→ **YOUR INSTRUCTIONS**:
Reproduce each of the items below word for word, without any changes.

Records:
** START **
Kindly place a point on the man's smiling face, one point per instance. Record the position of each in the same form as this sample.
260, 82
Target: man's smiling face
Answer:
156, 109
** END **
→ **IN RESPONSE**:
Kindly place a point on the man's smiling face, one point per instance. Record the position of each in the same form as this sample.
260, 82
Target: man's smiling face
Answer:
156, 109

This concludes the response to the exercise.